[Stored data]
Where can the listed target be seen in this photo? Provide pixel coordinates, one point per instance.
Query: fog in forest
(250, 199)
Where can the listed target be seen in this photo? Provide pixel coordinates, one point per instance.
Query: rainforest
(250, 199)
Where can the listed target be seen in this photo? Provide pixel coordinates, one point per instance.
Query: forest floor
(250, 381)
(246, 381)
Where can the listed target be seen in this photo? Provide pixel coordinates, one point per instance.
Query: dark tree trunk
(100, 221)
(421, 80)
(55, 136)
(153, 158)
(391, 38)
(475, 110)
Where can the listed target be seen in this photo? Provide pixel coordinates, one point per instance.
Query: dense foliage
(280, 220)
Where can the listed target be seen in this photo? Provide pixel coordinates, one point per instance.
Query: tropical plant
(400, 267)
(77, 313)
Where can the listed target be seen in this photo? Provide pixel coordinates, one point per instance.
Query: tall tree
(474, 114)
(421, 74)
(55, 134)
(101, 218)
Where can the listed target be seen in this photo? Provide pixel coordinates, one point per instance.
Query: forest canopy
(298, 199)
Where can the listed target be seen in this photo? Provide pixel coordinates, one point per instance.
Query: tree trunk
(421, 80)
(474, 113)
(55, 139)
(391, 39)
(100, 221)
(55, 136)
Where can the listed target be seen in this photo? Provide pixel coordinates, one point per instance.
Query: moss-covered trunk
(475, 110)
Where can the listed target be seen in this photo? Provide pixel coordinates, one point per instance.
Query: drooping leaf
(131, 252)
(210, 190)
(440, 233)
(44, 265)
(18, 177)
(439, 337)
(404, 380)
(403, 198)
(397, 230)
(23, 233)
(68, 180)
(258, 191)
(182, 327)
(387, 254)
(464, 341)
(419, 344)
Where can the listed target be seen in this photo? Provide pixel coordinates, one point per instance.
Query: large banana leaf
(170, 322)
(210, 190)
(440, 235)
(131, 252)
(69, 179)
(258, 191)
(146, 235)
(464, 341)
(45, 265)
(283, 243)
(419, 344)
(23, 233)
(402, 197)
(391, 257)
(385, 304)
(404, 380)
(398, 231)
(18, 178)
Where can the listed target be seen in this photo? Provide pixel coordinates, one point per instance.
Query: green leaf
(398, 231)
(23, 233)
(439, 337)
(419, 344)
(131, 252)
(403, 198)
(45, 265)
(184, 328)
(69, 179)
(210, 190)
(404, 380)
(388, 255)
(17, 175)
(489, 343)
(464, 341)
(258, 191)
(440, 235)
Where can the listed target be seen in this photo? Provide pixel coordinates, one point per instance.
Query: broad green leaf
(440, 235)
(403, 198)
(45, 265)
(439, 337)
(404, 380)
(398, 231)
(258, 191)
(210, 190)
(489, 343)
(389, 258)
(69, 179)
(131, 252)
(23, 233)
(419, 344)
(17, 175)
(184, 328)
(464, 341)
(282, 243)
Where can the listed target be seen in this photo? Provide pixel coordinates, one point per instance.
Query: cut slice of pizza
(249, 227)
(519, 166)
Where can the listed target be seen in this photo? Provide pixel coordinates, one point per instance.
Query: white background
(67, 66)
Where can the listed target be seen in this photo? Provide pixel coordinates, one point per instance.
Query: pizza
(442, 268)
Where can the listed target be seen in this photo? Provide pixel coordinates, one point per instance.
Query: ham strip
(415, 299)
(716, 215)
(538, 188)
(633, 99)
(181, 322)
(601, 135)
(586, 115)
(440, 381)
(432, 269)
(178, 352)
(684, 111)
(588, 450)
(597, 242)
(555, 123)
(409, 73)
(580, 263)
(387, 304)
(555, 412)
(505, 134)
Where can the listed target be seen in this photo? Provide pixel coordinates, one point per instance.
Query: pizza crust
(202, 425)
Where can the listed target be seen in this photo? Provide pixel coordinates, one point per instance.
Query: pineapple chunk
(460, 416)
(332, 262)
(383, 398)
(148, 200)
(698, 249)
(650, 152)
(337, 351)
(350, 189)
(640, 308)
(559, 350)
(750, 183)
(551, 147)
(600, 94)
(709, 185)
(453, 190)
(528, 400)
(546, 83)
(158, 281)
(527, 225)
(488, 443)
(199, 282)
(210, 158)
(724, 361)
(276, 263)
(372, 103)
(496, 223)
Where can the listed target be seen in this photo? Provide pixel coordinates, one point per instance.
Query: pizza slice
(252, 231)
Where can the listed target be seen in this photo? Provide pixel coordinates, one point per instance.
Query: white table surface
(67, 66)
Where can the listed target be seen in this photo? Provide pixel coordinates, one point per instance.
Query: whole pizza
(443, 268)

◆ WORK TASK ◆
Your task is to repeat the entries exactly.

◆ EXPECTED ANSWER ◆
Where can the listed target be seen in this photo? Provide pixel coordinates, one point per instance.
Query: fog in forest
(250, 199)
Where can the listed target be seen in this photo? Provide pixel coordinates, one point per instance.
Query: rainforest
(250, 199)
Where can the listed target be seen in this photo? Provide pixel coordinates, one point per instance.
Query: forest floor
(250, 381)
(246, 381)
Where can the listed target be seen in this photo? Provide pixel coordinates, one point per instance.
Query: dark tree trunk
(100, 221)
(421, 80)
(55, 136)
(153, 158)
(391, 38)
(475, 110)
Where can the listed target be seen in this photo? Provide pixel coordinates, one point per instance.
Query: dense foliage
(280, 220)
Where can the listed target be seen in this photo? Provide pixel coordinates, one point per instance.
Query: tropical plant
(400, 267)
(77, 313)
Where can the listed target be seen in this photo? Provide pixel coordinates, one point per instance.
Query: tall tree
(474, 114)
(421, 74)
(55, 134)
(101, 218)
Where can the listed target be seen in this photo? Provide pixel coordinates, one point per instance.
Query: forest canopy
(298, 199)
Where can the listed target be seen in this photo? Provide pixel coordinates, one point per instance.
Query: tree trunk
(421, 80)
(474, 113)
(55, 139)
(391, 39)
(100, 221)
(55, 136)
Where can the listed target be seen in this photo? Provide pixel coordinates, one point per instance.
Query: moss-covered trunk
(475, 110)
Where can the listed target be seen in this photo? Provide pixel coordinates, one point per instance.
Query: drooping leaf
(131, 252)
(210, 190)
(440, 233)
(44, 265)
(18, 177)
(439, 337)
(404, 380)
(403, 198)
(397, 230)
(23, 233)
(68, 180)
(258, 191)
(182, 327)
(387, 254)
(464, 341)
(419, 344)
Where can the listed target be seen in this photo? Provide pixel coordinates, one point per instance.
Query: large banana leaf
(170, 322)
(210, 190)
(440, 235)
(131, 252)
(69, 179)
(258, 191)
(146, 235)
(464, 341)
(45, 265)
(283, 243)
(419, 344)
(23, 233)
(402, 197)
(391, 257)
(385, 304)
(404, 380)
(398, 231)
(18, 178)
Where can the listed target be seen in this photo? Provide pixel coordinates, one point per instance.
Query: green leaf
(398, 231)
(23, 233)
(439, 337)
(419, 344)
(131, 252)
(403, 198)
(45, 265)
(184, 328)
(69, 179)
(210, 190)
(404, 380)
(388, 255)
(17, 175)
(489, 343)
(464, 341)
(258, 191)
(440, 235)
Where can the listed target be seen in this photo? Provide pixel coordinates, one point per instance.
Query: broad green leaf
(440, 235)
(403, 198)
(45, 265)
(439, 337)
(404, 380)
(398, 231)
(258, 191)
(210, 190)
(489, 343)
(389, 258)
(69, 179)
(131, 252)
(23, 233)
(419, 344)
(17, 175)
(184, 328)
(464, 341)
(282, 243)
Where can the listed target be seen in this photo? Provide pixel coordinates, one point per instance.
Query: cut slice of pizza
(249, 227)
(519, 166)
Where can the listed target be seen in this photo? Provide pixel coordinates, one point per instance.
Query: white background
(67, 66)
Where can the listed target be seen in this photo? Provide pixel coordinates, one point per instance.
Query: pizza
(442, 268)
Where can the listed target be seen in this photo? Provide pixel coordinates, one point per instance.
Query: ham strip
(415, 299)
(716, 215)
(538, 188)
(633, 99)
(181, 322)
(601, 135)
(586, 115)
(440, 381)
(432, 269)
(178, 352)
(684, 111)
(588, 450)
(597, 242)
(555, 123)
(409, 73)
(580, 263)
(387, 304)
(555, 412)
(505, 134)
Where can the listed target be seen in this photo? Provide pixel coordinates, one point per instance.
Query: pizza crust
(202, 425)
Where can the listed target be seen in this photo? Provide pixel coordinates, one point per instance.
Query: pineapple chunk
(460, 416)
(332, 262)
(383, 398)
(148, 200)
(698, 249)
(650, 152)
(337, 351)
(350, 189)
(640, 308)
(559, 350)
(750, 183)
(551, 147)
(600, 94)
(709, 185)
(453, 190)
(528, 400)
(546, 83)
(158, 281)
(527, 225)
(488, 443)
(199, 282)
(210, 158)
(724, 361)
(276, 263)
(372, 103)
(496, 223)
Where can the listed target be seen in this photo? Provide pixel coordinates, one point per instance.
Query: pizza slice
(252, 231)
Where can the listed target be seen in this photo? Provide pixel coordinates, one point per instance.
Query: white table surface
(67, 66)
Where can the listed target be seen in this photo? Provide pixel coordinates, one point per instance.
Query: whole pizza
(443, 268)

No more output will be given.